◆ **EXCERPT**
====================
Bans are the strongest form of compulsion. But the list of nudges and shoves around alcohol, tobacco, and various foods, whether in place or proposed, is not small.

So you would think, with that much compulsion already all over the place in health, for the purported protection of health, in piles of areas where the justification is slim at best, that the one big thing that would most justify compulsion would already have been attended to, right?

RIGHT?

Here's what Eloise Gibson found when she went looking.
- Only two of New Zealand’s 20 DHBs know what proportion of staff are immune to measles, whooping cough or other infectious diseases.

- The Ministry of Health says health workers should be vaccinated to lower their risk of spreading serious illnesses, but DHBs don't make it compulsory.

- At least two DHBs make vaccination a condition of employment for new staff, but not existing staff. It is possible to work in a patient contact role in a newborn intensive care unit or maternity ward without being vaccinated.
====================
◆ **EXTRACTED ENTRIES**
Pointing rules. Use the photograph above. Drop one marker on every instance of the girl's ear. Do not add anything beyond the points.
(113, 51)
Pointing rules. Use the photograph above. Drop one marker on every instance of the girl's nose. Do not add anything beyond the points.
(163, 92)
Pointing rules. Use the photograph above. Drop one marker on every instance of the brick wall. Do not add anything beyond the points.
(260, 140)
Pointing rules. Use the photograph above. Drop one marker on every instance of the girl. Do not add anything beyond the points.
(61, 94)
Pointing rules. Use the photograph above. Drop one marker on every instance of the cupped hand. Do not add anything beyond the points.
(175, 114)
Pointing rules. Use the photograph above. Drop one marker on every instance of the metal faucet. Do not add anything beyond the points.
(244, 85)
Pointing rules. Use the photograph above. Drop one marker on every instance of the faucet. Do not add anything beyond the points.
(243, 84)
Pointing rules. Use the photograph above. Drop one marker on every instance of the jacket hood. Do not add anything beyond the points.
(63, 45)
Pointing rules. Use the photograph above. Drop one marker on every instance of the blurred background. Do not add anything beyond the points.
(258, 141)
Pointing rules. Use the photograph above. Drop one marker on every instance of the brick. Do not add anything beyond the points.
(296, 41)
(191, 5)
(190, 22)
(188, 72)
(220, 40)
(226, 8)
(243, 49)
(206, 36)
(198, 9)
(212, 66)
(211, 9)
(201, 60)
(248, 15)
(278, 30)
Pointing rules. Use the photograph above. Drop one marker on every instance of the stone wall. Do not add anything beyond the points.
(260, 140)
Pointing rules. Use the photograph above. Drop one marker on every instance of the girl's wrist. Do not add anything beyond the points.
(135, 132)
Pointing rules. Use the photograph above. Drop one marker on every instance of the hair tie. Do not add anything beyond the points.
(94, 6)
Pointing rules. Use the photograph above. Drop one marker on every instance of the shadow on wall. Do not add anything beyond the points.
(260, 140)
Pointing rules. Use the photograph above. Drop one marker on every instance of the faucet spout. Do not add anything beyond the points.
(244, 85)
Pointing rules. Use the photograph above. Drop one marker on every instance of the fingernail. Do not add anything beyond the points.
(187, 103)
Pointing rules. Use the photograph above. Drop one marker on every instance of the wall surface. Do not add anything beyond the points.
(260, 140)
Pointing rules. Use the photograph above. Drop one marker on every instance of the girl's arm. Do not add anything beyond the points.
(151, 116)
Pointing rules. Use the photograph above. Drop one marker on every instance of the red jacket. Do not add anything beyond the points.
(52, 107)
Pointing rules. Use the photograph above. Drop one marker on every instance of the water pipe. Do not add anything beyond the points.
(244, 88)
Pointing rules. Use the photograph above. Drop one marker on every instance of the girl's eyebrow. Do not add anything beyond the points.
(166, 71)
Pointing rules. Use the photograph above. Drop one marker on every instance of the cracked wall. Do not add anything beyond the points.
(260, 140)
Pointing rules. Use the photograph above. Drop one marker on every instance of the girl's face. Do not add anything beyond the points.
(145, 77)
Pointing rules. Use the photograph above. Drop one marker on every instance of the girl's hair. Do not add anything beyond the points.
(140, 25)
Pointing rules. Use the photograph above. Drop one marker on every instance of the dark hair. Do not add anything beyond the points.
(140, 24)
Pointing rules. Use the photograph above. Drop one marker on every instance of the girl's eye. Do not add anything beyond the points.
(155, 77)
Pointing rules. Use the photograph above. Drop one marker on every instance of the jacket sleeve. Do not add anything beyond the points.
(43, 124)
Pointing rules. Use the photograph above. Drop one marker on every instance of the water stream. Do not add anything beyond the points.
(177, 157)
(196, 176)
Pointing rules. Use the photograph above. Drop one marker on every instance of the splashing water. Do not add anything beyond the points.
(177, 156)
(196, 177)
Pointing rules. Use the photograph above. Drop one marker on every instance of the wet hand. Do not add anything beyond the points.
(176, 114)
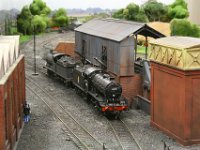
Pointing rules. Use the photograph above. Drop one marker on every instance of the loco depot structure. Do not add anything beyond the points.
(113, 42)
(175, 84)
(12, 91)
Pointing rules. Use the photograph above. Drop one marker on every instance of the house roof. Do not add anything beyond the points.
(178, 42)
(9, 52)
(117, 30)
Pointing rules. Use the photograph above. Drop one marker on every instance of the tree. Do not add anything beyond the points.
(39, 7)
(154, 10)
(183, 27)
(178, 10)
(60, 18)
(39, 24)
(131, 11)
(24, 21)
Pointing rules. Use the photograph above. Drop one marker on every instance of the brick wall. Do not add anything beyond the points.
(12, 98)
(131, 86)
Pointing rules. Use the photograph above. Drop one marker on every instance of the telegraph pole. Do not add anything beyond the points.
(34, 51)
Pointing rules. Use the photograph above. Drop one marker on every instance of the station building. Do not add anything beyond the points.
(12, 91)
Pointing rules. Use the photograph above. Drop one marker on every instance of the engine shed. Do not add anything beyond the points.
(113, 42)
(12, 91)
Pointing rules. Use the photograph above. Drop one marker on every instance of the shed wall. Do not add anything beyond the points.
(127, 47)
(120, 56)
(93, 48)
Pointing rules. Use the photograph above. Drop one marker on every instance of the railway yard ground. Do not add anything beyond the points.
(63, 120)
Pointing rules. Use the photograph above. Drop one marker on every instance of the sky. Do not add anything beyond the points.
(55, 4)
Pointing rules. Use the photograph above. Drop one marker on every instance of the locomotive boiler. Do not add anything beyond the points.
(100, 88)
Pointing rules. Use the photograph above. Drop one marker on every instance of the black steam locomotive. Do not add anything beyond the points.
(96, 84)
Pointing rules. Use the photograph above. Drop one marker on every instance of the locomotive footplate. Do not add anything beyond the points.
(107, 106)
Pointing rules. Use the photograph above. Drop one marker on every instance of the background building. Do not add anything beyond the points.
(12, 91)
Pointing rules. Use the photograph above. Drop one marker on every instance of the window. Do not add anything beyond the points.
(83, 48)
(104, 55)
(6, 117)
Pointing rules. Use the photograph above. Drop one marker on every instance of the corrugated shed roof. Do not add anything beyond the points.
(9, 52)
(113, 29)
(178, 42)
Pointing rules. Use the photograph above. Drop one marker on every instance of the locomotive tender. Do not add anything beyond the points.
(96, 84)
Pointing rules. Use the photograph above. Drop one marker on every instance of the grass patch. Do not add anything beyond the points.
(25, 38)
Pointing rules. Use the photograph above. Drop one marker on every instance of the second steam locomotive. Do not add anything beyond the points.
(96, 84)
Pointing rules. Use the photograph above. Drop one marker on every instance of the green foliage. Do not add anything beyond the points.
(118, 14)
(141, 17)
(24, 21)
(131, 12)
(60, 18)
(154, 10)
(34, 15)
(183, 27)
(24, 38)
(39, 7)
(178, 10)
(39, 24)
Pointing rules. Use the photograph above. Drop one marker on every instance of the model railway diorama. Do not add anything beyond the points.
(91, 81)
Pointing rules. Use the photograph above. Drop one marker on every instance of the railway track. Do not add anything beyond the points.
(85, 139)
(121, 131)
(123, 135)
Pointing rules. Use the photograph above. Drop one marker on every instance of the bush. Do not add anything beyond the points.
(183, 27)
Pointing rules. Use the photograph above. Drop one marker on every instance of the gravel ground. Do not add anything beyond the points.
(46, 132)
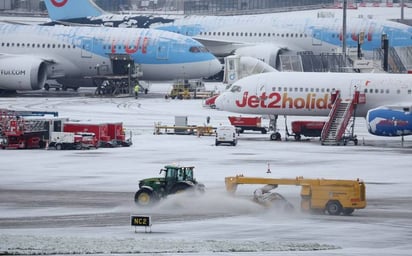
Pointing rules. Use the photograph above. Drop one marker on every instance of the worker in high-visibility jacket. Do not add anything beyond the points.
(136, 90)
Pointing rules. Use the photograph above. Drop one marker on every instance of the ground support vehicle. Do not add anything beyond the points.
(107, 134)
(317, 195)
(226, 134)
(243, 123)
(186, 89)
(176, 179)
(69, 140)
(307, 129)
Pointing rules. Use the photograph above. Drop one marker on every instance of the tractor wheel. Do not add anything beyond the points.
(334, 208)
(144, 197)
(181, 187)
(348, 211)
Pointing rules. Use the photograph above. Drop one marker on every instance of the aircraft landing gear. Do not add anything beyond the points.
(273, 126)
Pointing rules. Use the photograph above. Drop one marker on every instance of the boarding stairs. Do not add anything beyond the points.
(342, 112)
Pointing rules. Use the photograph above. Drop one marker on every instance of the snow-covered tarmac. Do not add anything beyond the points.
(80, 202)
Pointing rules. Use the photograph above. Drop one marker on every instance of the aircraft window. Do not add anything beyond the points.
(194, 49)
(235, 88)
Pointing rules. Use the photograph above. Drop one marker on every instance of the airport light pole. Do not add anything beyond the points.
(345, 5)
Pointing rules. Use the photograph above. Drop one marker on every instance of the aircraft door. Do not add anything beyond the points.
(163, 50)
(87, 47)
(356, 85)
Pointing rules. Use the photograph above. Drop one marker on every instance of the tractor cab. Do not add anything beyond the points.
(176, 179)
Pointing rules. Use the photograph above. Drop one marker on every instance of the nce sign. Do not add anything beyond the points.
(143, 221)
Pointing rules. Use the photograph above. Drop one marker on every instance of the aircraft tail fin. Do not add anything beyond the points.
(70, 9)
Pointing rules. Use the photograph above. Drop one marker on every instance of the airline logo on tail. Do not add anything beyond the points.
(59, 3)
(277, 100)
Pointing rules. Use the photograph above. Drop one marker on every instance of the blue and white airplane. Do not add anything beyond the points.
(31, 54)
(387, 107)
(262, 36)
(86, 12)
====================
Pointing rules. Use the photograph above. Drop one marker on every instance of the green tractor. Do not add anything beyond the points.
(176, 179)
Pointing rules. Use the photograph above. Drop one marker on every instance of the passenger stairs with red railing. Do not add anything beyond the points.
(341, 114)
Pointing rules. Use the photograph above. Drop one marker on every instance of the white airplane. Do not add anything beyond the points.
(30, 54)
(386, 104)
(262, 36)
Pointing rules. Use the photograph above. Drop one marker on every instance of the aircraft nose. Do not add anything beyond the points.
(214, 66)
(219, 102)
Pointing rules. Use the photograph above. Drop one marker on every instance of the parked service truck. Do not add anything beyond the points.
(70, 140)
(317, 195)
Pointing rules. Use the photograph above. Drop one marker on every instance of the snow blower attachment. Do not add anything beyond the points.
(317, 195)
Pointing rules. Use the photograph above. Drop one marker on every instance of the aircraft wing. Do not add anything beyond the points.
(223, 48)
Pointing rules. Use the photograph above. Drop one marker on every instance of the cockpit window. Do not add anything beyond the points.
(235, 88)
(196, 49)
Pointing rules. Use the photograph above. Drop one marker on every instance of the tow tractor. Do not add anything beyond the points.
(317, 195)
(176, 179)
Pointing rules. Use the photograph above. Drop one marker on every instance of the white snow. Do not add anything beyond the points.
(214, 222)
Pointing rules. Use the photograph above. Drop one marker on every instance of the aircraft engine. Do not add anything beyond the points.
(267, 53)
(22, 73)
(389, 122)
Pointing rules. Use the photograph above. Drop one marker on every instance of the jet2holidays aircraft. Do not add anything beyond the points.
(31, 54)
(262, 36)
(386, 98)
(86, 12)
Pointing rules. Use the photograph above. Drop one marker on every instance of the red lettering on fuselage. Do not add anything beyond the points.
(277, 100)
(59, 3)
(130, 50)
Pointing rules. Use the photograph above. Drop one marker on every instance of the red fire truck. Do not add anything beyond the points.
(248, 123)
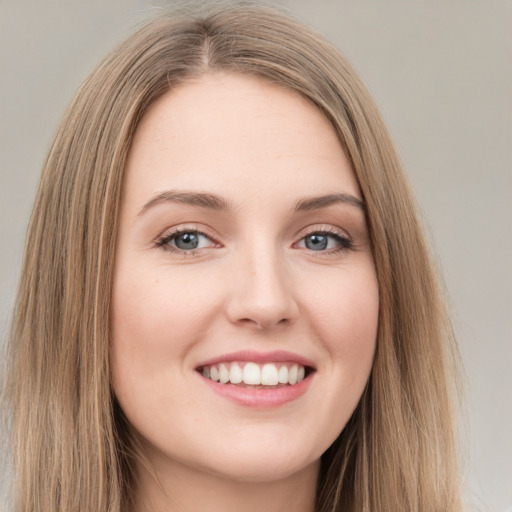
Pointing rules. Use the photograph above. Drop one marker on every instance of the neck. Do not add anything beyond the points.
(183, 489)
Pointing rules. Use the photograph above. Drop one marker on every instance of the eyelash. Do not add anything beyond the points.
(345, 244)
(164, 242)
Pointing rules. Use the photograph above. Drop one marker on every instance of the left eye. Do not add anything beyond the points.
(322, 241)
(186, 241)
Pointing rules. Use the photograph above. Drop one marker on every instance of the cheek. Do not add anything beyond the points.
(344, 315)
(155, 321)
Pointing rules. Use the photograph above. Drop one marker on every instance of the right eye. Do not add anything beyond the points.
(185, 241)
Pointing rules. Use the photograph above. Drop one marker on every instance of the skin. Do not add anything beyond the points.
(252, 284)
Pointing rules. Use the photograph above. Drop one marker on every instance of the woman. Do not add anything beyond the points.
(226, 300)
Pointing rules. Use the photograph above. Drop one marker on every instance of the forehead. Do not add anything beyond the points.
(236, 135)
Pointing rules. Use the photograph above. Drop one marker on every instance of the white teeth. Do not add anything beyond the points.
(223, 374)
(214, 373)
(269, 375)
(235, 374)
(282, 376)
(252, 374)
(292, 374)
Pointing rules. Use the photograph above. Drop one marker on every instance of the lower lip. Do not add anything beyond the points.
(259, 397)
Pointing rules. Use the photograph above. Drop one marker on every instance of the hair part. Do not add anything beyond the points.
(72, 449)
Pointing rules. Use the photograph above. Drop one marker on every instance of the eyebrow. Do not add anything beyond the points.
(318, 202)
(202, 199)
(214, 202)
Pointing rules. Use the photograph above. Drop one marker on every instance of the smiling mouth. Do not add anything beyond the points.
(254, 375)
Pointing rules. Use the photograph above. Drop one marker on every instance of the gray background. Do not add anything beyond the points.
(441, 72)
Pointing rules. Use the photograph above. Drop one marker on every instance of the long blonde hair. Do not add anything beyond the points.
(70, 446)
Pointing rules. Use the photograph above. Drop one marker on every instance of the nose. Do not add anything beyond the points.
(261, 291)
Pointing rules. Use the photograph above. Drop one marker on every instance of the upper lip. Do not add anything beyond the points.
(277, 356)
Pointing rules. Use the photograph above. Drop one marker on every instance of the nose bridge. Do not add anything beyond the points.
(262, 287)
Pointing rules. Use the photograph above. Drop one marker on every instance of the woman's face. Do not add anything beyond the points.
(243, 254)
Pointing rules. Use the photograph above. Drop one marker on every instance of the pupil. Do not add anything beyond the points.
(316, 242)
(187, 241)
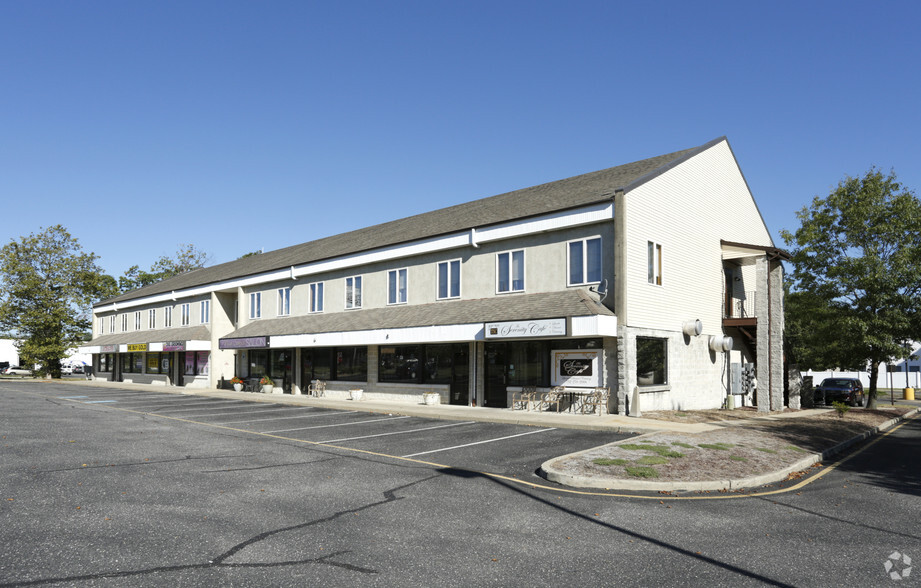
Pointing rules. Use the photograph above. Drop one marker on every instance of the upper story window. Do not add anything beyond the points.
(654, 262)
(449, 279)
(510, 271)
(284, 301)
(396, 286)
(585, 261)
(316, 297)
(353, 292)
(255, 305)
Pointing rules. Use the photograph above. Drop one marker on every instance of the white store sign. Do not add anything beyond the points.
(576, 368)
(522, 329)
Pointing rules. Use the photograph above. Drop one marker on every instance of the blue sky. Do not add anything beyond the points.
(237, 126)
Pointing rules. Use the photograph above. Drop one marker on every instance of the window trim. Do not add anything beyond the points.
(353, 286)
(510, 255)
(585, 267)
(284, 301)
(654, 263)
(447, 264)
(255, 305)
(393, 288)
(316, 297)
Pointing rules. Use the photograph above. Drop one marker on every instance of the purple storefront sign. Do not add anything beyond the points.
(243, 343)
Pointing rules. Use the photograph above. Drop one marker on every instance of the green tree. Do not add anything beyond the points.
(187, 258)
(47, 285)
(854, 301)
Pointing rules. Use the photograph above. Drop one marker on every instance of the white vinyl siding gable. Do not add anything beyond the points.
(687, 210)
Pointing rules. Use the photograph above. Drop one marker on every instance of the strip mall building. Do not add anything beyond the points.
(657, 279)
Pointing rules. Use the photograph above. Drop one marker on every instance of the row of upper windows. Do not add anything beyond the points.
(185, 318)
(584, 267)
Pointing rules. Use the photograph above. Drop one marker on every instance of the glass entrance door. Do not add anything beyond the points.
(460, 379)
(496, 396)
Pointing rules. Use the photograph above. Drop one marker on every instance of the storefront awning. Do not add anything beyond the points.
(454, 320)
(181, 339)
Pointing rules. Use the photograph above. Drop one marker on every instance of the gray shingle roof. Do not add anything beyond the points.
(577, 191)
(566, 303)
====================
◆ **CHECK YOUR UNDERSTANDING**
A. Do these statements agree with the excerpt on health worker vaccination? Answer yes or no for each, and quote the words of the excerpt that decide it.
(i) Most of New Zealand's DHBs do not know what proportion of their staff are immune to measles.
(ii) DHBs make vaccination compulsory for health workers.
(iii) Some DHBs require existing staff, and not only new staff, to be vaccinated as a condition of employment.
B. Pick up the excerpt on health worker vaccination where it stops, and continue it.

◆ **TASK-BY-TASK ANSWERS**
A.
(i) Yes: "Only two of New Zealand’s 20 DHBs know what proportion of staff are immune to measles, whooping cough or other infectious diseases."
(ii) No: "but DHBs don't make it compulsory."
(iii) No: "At least two DHBs make vaccination a condition of employment for new staff, but not existing staff."

B.
- At last count, almost half of staff at one DHB had not had a whooping cough vaccine. Up to 11 percent were not immunised against measles.

- A measles-infected staff member worked at a Christchurch hospital while contagious last month and other hospital workers have also had measles this outbreak.

- In some regions, only a third of hospital midwives are accepting the recommended free flu vaccinations.
Stephen Franks pointed me to one potential reason: when Waikato DHB tried requiring that unvaccinated staff wear masks, the New Zealand Nurses Union threw a fit.

And over in the ECE centers, staff who never bothered getting vaccinated had trouble getting vaccinated come the measles outbreak.
Vaccination is the best protection against measles but because babies can't receive their first MMR (measles, mumps, rubella) vaccine until 15 months, babies younger than that are particularly vulnerable.

Becky Casale said she was shocked to learn early education and daycare providers, whom she paid to look after her infant daughter, had no legal obligation to check staff were vaccinated or to tell parents about unvaccinated staff.

Casale said she knew a receptionist at a north Auckland daycare who was completely unvaccinated.
Measles has an incubation period where you're contagious before you might even know you're sick. Parents packing an 'unhealthy' snack for their own kid's ECE lunch will get in more trouble than some antivax clown who decides to work at hospital, or at an ECE centre.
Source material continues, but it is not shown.